** begin Material to process **

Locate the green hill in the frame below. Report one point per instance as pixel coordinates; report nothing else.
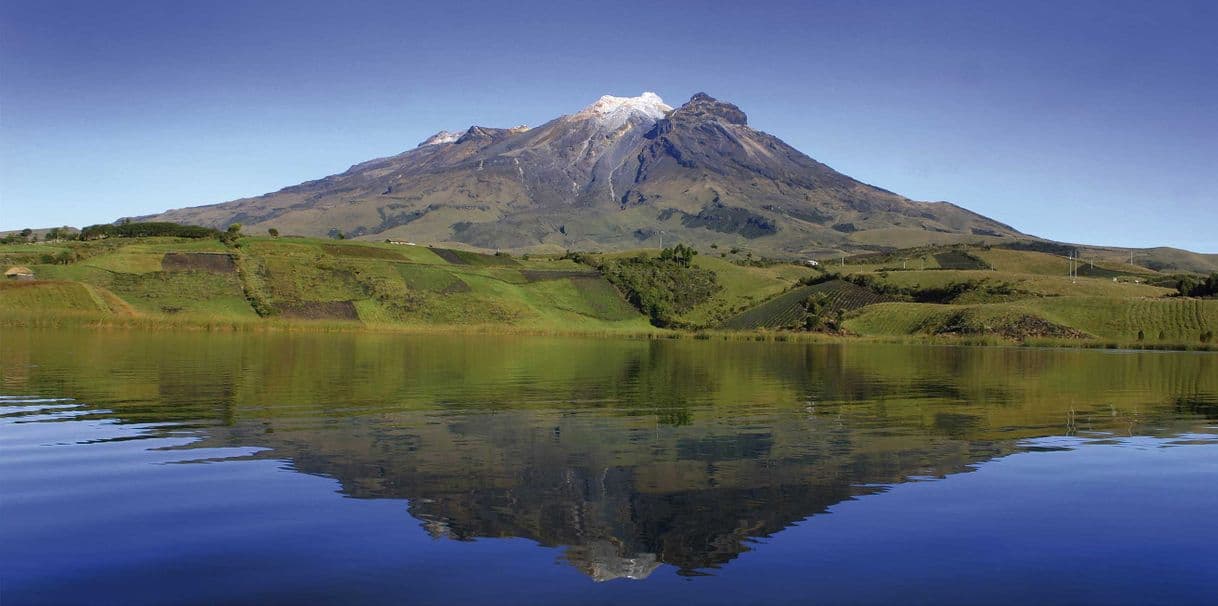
(309, 279)
(929, 292)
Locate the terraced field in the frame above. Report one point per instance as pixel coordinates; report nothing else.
(959, 259)
(787, 309)
(325, 280)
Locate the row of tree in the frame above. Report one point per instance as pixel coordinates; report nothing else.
(1190, 286)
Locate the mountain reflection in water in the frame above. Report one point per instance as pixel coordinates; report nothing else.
(630, 454)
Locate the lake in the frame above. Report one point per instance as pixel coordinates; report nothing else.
(144, 467)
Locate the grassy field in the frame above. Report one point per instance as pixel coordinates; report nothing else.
(207, 281)
(266, 281)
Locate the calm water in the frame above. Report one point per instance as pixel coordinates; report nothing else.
(202, 469)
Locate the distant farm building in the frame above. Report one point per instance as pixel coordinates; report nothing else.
(20, 273)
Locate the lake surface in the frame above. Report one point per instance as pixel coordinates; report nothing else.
(200, 469)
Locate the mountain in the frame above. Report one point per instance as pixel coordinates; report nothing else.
(621, 173)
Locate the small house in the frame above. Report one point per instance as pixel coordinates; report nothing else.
(18, 273)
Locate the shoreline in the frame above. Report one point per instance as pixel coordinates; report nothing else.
(195, 324)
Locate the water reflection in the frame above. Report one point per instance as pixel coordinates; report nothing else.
(630, 454)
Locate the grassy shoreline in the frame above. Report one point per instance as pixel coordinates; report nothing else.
(98, 321)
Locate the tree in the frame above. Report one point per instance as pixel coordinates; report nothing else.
(232, 234)
(681, 254)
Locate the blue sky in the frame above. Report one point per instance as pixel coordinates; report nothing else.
(1087, 122)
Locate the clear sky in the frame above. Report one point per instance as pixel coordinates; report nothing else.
(1079, 121)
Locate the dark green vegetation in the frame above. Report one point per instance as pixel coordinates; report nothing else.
(1004, 295)
(227, 278)
(1190, 286)
(791, 309)
(663, 287)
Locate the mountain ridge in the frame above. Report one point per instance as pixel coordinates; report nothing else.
(621, 173)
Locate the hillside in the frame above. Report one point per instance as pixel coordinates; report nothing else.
(619, 174)
(937, 292)
(302, 279)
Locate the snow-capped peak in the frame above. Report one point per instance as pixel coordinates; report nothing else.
(613, 108)
(443, 136)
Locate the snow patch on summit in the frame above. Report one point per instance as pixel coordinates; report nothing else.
(443, 136)
(615, 111)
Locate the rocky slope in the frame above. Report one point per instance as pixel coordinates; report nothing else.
(621, 173)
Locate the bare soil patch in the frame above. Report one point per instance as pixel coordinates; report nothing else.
(214, 263)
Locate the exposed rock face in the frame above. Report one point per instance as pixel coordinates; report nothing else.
(612, 175)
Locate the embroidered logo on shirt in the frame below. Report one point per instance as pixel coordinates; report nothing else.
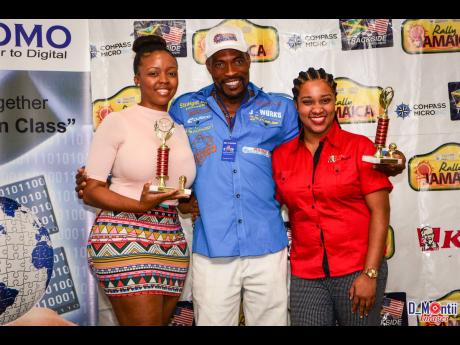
(267, 117)
(336, 158)
(257, 151)
(203, 146)
(198, 119)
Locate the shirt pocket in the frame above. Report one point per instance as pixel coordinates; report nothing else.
(265, 131)
(198, 124)
(346, 177)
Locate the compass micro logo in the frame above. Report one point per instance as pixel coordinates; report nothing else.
(403, 110)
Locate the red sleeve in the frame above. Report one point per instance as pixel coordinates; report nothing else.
(276, 165)
(371, 179)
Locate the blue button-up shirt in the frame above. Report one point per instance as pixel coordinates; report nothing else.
(239, 213)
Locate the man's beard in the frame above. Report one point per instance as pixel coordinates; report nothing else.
(220, 88)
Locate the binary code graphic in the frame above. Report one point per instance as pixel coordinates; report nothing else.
(60, 294)
(33, 194)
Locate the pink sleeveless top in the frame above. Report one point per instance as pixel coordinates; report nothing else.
(126, 144)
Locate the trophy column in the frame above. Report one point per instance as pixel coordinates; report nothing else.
(164, 129)
(382, 155)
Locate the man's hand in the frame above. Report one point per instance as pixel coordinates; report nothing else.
(190, 206)
(41, 317)
(393, 169)
(80, 182)
(150, 200)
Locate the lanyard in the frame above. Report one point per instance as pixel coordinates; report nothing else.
(228, 117)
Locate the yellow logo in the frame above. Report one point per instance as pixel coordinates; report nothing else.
(421, 36)
(437, 170)
(124, 98)
(357, 103)
(263, 41)
(390, 244)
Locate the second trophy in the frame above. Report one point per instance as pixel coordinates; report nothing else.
(164, 129)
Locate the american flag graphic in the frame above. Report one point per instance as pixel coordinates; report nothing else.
(393, 307)
(172, 34)
(379, 25)
(183, 315)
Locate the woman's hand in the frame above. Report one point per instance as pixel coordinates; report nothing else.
(150, 200)
(393, 169)
(190, 207)
(362, 293)
(80, 182)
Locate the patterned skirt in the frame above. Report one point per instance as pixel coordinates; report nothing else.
(139, 253)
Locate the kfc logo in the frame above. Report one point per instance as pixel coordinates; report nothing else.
(430, 238)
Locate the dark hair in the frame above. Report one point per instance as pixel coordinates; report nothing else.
(145, 45)
(313, 74)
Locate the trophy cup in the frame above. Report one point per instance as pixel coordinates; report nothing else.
(164, 129)
(383, 155)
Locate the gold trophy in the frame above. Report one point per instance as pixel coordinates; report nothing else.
(383, 155)
(164, 129)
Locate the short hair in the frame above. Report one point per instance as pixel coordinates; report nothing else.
(144, 45)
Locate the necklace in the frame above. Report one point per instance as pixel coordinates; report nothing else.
(229, 117)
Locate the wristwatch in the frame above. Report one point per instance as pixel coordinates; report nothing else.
(371, 273)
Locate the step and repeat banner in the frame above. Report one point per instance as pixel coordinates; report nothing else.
(419, 59)
(45, 131)
(60, 78)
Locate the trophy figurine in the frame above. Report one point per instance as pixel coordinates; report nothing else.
(164, 129)
(383, 155)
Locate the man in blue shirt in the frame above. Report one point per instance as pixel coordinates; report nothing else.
(239, 240)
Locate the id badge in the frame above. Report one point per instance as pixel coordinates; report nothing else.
(229, 150)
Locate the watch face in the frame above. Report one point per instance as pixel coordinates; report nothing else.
(371, 272)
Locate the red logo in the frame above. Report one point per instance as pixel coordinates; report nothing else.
(432, 238)
(435, 308)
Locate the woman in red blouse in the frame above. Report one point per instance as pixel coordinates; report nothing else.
(338, 210)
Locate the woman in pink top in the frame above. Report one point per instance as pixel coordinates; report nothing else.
(136, 247)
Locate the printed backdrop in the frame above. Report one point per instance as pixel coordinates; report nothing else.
(45, 131)
(419, 59)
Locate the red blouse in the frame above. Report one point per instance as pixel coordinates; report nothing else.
(334, 203)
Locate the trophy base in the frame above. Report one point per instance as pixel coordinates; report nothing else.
(382, 160)
(158, 189)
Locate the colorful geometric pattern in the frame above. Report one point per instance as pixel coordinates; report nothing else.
(139, 253)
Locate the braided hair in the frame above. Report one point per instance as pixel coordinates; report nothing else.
(312, 74)
(144, 45)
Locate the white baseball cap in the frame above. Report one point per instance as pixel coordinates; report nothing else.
(224, 37)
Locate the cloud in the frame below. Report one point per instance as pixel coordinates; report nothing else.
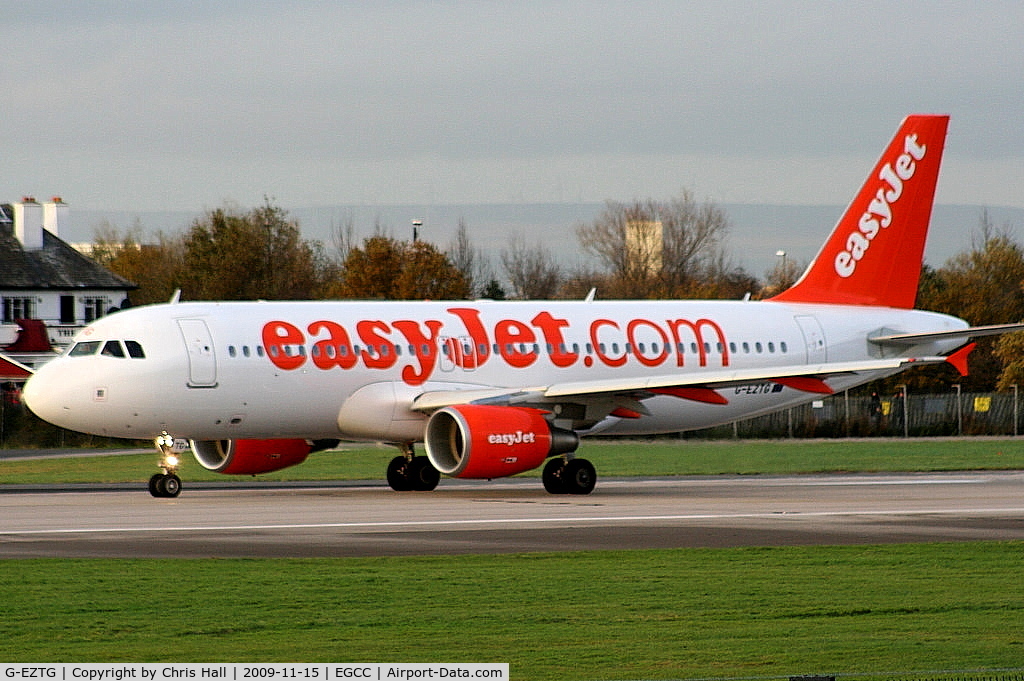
(420, 100)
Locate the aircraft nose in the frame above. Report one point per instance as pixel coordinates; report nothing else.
(41, 395)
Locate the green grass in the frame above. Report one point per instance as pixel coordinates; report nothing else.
(632, 614)
(635, 614)
(630, 458)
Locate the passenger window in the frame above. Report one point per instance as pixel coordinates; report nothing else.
(113, 349)
(81, 349)
(134, 350)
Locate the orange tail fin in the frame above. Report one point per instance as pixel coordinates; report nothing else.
(875, 254)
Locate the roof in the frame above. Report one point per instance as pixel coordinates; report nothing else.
(11, 370)
(56, 265)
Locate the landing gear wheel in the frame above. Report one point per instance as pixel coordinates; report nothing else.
(171, 485)
(397, 474)
(423, 476)
(553, 477)
(579, 476)
(165, 485)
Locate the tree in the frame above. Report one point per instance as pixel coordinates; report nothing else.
(470, 261)
(532, 272)
(984, 285)
(259, 254)
(156, 268)
(385, 268)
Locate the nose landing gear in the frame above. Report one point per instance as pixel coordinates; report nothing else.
(166, 484)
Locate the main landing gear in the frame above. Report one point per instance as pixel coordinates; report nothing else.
(569, 476)
(409, 472)
(166, 484)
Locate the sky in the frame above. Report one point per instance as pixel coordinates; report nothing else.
(187, 105)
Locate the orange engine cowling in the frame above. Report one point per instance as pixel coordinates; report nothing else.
(485, 441)
(250, 457)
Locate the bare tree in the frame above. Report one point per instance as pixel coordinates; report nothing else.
(531, 271)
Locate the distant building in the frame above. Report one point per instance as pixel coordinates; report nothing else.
(645, 245)
(48, 290)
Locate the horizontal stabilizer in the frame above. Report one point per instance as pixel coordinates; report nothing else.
(966, 334)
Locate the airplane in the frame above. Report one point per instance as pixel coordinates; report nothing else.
(496, 388)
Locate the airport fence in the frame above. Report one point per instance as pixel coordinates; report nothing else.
(904, 414)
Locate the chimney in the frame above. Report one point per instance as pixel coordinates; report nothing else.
(29, 223)
(54, 216)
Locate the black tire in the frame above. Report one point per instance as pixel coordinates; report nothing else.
(553, 476)
(580, 476)
(171, 485)
(422, 475)
(397, 474)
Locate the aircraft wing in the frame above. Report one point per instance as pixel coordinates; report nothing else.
(700, 386)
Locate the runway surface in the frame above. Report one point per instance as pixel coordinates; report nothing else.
(357, 519)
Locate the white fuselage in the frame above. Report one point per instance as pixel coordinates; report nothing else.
(351, 370)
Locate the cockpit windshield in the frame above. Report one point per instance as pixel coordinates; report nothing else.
(112, 348)
(81, 349)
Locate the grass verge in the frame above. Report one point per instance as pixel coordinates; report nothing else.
(635, 614)
(611, 459)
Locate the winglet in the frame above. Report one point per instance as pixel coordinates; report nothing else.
(958, 358)
(875, 253)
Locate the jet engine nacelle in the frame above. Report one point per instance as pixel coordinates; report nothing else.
(250, 457)
(485, 441)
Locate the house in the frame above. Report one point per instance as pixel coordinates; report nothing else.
(48, 290)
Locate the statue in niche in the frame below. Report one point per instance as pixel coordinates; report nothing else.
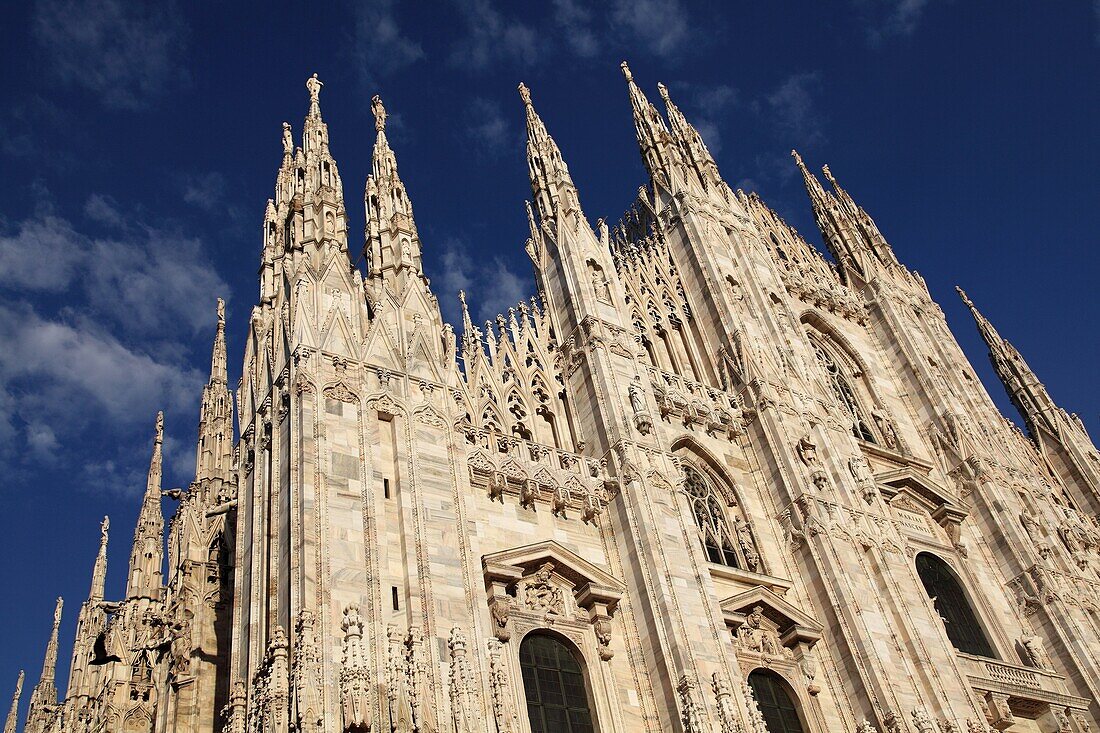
(1034, 649)
(540, 594)
(748, 546)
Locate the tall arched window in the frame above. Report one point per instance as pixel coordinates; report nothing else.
(726, 536)
(780, 713)
(842, 387)
(553, 684)
(953, 606)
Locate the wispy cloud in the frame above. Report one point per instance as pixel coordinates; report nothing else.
(791, 106)
(661, 26)
(711, 107)
(492, 286)
(487, 128)
(491, 36)
(206, 190)
(143, 277)
(574, 21)
(98, 332)
(887, 19)
(129, 54)
(381, 46)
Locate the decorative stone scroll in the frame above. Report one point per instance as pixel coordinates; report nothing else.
(546, 583)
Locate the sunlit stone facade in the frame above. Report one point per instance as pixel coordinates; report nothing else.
(706, 480)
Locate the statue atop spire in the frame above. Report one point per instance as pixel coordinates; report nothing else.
(215, 451)
(314, 86)
(12, 722)
(99, 570)
(44, 697)
(287, 141)
(380, 112)
(146, 556)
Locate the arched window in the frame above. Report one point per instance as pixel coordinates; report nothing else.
(950, 603)
(842, 387)
(780, 713)
(718, 540)
(553, 684)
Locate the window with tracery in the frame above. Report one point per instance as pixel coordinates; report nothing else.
(950, 603)
(844, 392)
(779, 711)
(724, 543)
(553, 686)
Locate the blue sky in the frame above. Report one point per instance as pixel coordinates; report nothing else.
(138, 148)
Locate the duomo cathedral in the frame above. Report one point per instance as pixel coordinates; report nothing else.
(708, 480)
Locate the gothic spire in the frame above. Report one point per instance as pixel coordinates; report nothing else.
(146, 557)
(12, 722)
(215, 451)
(692, 146)
(470, 339)
(44, 696)
(826, 214)
(99, 570)
(652, 134)
(393, 243)
(1029, 395)
(550, 179)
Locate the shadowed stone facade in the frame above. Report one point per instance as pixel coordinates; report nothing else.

** end Material to process **

▶ [Exercise objective] Write out once more the lines above beginning at the line with "Locate the tall"; continue through the final line and stop there.

▶ [Exercise answer]
Locate the tall arched window in the frame above. Report one point per instance as pixel coordinates; report nothing else.
(726, 536)
(780, 713)
(842, 387)
(553, 684)
(953, 606)
Locate the wispy cloud in the frame above. Report one point per instance as pixel coordinates; report nothing else.
(791, 106)
(661, 26)
(711, 107)
(492, 286)
(487, 128)
(491, 36)
(206, 190)
(143, 277)
(574, 21)
(98, 332)
(887, 19)
(129, 54)
(381, 46)
Locate the decorative stone scroll in the frame above. Report one point per instance as pixel coordinates; report nothing else.
(546, 583)
Locate the sunlit stone facade in the frame above. Report one point per instance as pixel coordinates; report nothing else.
(706, 480)
Locate the statue atop spire in the frame above. Report one point per instance as pixel coordinates; report nothing else.
(215, 451)
(314, 86)
(12, 722)
(99, 570)
(44, 697)
(287, 141)
(380, 112)
(146, 556)
Locate the arched window in the frame above. Report one point per instance as pixel coordinates; report nothing else.
(950, 603)
(842, 387)
(780, 713)
(718, 540)
(553, 684)
Locate the window with tracery in the frame above. Report one point per instance as pixel coordinates; report nothing else.
(950, 603)
(844, 392)
(779, 711)
(724, 543)
(553, 686)
Locate the blue sky in the frame above. Report one point per instance as pixel coordinates; report nothing else.
(138, 148)
Locate the duomo cathedral in the frame above. Report one point per instance as pixel coordinates; report nothing else.
(708, 480)
Locate the gothic spire in the frame above. Report one point per instance as pixel coordinates; report nothing else.
(146, 557)
(12, 722)
(215, 451)
(692, 146)
(470, 339)
(44, 696)
(826, 214)
(99, 570)
(652, 134)
(393, 243)
(1029, 395)
(550, 179)
Locate the shadowed stone facade in the frame above. Report one point per instance as pixel coordinates; report nothing else.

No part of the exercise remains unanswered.